Could you restate all of the records exactly, leaving out the pictures?

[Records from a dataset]
----------
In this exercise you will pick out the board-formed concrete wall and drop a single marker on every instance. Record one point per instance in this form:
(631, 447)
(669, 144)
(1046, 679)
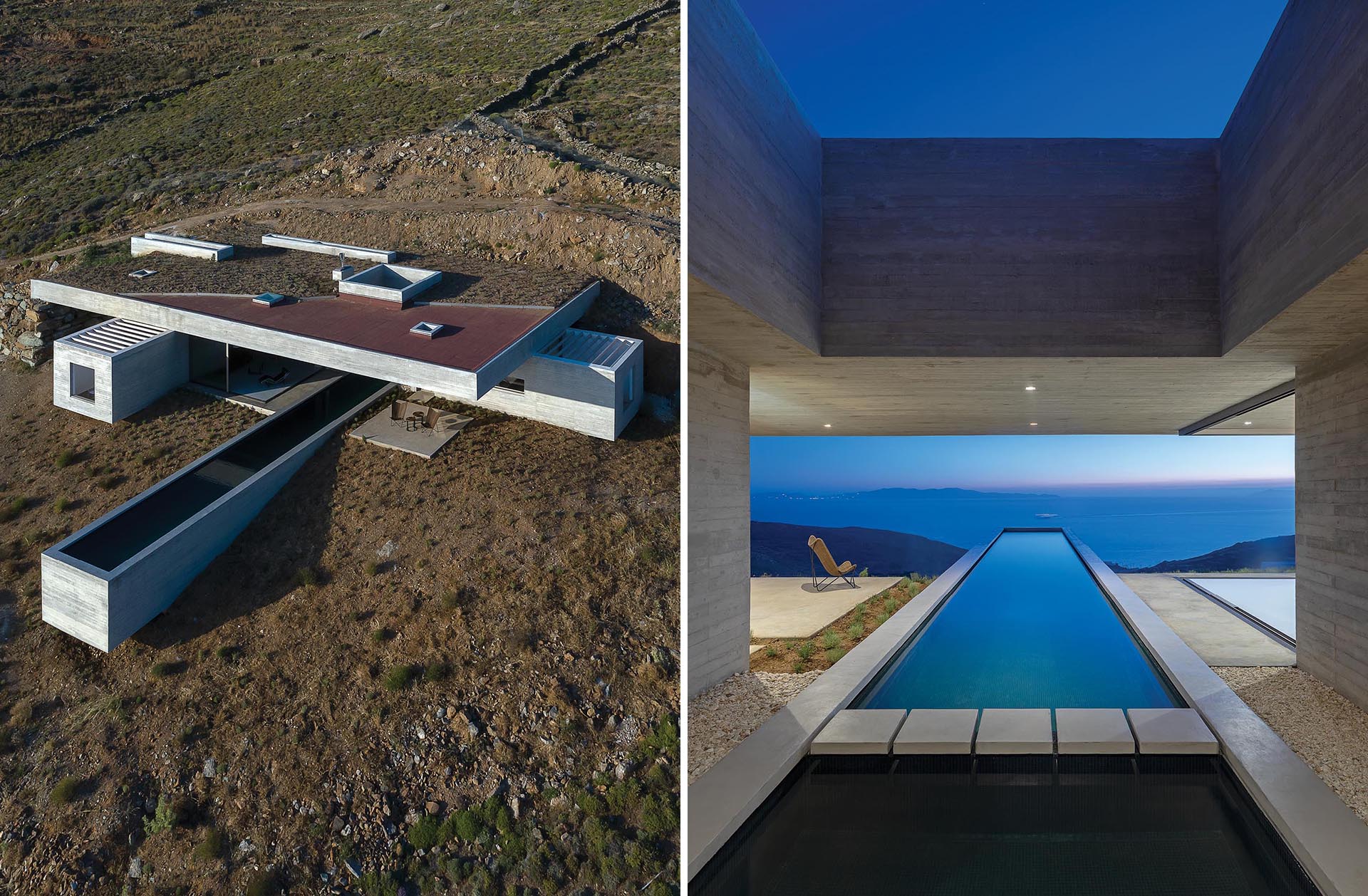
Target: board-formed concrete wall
(572, 396)
(126, 382)
(720, 519)
(1333, 523)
----------
## Answer to this exercise
In this exercise you will pick out the board-formed concrete wall and drop a single marker on every instance. Record one point per instance in this form:
(631, 447)
(669, 144)
(1046, 679)
Target: board-formed concrete wall
(572, 396)
(126, 382)
(720, 519)
(1333, 523)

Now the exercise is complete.